Everything from the first line of the records below through the line containing "like [(510, 78)]" is to be retyped exactly; leave out the rest.

┄┄┄┄┄┄┄┄┄┄

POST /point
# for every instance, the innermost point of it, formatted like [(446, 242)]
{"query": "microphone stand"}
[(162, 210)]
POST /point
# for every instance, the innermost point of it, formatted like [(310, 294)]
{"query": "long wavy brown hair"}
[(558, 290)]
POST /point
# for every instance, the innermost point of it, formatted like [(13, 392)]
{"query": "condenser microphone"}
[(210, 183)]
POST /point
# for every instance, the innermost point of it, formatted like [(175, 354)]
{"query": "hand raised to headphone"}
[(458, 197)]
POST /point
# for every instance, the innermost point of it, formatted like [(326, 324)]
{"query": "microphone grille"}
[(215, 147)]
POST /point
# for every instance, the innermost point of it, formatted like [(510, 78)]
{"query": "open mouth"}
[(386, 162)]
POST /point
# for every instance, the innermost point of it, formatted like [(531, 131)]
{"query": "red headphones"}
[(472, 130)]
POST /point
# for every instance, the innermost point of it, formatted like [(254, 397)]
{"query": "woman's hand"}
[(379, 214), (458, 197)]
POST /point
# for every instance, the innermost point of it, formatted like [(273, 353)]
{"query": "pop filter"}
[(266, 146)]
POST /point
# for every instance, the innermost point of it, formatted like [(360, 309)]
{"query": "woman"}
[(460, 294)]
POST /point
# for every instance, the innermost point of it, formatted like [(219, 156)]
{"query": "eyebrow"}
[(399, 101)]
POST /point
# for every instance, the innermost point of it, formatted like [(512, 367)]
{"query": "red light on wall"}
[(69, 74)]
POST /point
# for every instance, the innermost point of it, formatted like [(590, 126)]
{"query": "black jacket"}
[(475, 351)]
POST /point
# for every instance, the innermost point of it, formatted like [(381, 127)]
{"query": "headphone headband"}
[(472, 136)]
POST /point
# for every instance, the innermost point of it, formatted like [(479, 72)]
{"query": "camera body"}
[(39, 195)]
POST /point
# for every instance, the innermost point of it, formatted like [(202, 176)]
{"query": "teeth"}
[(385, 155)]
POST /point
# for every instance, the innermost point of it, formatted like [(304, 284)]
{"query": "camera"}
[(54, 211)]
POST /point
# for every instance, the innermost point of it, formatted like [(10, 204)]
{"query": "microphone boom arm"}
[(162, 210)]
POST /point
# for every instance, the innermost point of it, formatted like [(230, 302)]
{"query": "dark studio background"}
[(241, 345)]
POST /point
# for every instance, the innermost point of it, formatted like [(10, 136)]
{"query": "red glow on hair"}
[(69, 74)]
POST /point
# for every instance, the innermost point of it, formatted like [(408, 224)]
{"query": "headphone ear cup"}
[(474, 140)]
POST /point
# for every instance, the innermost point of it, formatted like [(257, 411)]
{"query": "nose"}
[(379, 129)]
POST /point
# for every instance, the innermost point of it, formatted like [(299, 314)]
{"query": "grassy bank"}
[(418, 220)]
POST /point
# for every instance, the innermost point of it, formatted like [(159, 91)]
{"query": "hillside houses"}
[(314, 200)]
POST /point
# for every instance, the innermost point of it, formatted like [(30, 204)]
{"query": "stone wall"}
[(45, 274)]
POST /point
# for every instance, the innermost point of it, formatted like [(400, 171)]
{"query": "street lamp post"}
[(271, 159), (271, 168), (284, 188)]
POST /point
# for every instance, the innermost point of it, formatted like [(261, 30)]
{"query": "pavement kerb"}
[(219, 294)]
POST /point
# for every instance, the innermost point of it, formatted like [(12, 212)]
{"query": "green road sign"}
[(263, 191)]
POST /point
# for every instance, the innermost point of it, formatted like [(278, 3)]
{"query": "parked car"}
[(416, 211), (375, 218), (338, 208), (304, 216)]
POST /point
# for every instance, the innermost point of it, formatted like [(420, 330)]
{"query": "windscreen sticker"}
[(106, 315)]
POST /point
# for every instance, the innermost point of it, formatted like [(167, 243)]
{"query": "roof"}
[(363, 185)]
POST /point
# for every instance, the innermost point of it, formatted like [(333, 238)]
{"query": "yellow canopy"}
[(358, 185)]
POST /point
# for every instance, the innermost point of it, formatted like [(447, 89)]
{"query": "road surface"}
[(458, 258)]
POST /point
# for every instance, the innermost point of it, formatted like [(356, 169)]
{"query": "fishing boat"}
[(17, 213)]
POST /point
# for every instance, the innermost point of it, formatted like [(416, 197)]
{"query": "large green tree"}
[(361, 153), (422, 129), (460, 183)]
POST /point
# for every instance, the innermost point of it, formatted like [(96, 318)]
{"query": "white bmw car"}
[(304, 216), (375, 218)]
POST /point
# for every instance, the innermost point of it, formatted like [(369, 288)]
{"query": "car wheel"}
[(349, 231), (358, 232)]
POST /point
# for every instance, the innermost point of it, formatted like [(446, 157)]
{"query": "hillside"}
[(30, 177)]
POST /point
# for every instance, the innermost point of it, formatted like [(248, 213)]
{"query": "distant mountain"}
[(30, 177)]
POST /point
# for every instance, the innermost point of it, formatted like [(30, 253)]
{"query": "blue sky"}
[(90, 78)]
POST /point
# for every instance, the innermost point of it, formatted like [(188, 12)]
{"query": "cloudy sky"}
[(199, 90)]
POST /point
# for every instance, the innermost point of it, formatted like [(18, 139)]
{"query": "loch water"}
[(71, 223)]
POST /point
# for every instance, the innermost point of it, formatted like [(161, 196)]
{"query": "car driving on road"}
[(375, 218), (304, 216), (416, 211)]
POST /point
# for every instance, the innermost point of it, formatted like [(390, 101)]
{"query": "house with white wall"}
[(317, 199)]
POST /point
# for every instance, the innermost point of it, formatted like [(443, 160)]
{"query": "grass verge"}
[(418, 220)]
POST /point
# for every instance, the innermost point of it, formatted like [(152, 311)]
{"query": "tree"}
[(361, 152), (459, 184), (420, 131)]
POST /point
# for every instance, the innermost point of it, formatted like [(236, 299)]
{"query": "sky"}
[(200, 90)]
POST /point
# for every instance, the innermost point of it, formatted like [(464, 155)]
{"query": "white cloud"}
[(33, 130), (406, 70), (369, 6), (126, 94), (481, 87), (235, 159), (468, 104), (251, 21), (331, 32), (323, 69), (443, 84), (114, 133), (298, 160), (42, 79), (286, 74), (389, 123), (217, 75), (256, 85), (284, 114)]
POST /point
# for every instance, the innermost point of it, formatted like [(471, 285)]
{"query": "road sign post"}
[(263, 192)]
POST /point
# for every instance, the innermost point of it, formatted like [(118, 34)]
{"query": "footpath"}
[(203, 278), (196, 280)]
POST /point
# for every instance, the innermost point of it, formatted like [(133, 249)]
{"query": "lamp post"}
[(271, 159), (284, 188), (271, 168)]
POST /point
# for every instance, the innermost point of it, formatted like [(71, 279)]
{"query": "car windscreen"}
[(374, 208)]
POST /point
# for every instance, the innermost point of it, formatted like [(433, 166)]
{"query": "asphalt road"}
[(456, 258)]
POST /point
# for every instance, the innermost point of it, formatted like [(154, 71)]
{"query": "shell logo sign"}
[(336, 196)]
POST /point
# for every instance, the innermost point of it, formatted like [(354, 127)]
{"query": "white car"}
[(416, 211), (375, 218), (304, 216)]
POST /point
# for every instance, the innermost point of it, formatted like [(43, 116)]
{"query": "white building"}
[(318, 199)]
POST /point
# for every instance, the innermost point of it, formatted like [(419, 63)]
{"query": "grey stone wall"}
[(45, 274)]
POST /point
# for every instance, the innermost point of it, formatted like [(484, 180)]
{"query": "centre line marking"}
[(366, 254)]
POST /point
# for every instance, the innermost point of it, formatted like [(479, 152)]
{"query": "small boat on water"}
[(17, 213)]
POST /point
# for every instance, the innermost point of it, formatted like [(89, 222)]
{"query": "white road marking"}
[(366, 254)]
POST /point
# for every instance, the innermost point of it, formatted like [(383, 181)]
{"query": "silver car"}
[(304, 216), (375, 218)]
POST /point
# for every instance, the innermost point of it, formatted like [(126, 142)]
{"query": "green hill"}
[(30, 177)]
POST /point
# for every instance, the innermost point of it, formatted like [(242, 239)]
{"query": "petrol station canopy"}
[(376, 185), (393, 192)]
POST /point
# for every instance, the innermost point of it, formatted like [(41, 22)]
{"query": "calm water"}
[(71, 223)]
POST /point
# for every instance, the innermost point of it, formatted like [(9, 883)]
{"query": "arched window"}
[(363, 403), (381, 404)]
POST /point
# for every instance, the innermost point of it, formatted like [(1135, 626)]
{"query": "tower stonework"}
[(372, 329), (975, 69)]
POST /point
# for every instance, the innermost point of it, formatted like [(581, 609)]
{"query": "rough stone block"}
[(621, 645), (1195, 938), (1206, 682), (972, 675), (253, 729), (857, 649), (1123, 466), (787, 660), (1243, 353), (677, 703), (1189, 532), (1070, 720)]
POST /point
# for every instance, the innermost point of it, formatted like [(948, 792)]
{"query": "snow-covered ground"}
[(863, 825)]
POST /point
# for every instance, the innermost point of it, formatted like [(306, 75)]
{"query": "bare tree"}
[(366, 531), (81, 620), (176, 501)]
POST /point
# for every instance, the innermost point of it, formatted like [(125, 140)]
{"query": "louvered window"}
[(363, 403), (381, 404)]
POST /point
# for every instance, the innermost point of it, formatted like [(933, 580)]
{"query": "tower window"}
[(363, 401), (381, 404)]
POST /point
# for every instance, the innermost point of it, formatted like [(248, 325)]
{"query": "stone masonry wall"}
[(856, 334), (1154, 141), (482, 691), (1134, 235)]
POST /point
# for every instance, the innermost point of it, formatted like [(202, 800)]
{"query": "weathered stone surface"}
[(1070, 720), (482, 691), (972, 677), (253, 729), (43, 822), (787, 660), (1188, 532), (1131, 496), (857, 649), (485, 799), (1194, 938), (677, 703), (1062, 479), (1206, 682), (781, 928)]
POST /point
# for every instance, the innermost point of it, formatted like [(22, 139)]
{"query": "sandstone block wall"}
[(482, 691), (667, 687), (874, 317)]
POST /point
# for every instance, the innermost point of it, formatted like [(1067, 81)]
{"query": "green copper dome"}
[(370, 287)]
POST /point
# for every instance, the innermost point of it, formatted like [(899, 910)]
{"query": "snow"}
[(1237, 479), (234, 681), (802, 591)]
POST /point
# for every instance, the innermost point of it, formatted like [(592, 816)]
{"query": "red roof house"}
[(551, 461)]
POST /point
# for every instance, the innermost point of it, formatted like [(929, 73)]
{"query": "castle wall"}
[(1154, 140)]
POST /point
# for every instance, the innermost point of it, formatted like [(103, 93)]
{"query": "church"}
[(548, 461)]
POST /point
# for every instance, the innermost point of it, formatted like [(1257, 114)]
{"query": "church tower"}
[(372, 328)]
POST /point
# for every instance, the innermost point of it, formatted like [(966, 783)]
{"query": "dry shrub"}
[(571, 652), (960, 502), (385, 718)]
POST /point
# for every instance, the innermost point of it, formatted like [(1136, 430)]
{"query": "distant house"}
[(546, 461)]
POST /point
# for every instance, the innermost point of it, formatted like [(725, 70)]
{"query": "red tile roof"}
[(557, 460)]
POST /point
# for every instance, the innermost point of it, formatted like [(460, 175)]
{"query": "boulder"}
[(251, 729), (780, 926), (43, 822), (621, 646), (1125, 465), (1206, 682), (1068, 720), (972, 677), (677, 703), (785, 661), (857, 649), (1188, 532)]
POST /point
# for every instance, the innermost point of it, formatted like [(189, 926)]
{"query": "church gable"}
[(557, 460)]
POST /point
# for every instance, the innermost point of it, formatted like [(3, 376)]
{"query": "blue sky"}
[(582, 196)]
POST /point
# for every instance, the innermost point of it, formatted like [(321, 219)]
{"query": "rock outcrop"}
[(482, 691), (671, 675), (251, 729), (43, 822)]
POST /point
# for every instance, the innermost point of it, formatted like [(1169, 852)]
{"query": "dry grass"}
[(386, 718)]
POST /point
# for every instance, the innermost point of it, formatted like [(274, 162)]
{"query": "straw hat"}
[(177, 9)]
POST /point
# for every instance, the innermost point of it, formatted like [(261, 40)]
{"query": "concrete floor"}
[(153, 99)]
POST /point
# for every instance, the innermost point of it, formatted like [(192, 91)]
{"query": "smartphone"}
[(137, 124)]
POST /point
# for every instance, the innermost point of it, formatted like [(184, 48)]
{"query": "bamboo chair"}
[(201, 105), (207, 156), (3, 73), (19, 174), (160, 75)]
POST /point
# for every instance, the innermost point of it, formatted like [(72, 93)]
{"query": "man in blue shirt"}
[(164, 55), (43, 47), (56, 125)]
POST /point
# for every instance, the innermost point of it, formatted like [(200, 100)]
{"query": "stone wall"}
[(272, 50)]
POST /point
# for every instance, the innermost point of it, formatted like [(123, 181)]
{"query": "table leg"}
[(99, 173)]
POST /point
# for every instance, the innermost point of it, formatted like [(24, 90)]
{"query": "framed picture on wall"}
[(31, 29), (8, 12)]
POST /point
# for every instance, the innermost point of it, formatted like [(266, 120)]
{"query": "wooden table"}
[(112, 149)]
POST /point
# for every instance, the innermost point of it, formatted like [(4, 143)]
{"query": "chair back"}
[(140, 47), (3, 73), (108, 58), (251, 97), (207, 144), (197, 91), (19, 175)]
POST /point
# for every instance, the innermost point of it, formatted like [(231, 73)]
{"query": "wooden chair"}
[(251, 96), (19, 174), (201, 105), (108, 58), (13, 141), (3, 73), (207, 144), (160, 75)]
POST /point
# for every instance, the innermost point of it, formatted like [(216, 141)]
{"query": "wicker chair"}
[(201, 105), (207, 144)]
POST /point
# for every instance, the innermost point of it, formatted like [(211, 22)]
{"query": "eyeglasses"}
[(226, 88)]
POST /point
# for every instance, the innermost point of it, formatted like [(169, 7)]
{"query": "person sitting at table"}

┄┄┄┄┄┄┄┄┄┄

_REPLY:_
POST /point
# for every instance, the innermost point of it, formatted like [(446, 242)]
{"query": "microphone stand"}
[(162, 210)]
POST /point
# for every instance, the innermost point of it, formatted like [(310, 294)]
{"query": "long wavy brown hair"}
[(558, 290)]
POST /point
# for every instance, the innermost point of it, formatted like [(13, 392)]
{"query": "condenser microphone"}
[(210, 183)]
POST /point
# for every instance, the innermost point of it, formatted like [(175, 354)]
{"query": "hand raised to headphone"}
[(458, 197)]
POST /point
# for every instance, the innermost point of it, formatted like [(326, 324)]
{"query": "microphone grille"}
[(215, 147)]
POST /point
# for every instance, the innermost point of it, formatted like [(510, 78)]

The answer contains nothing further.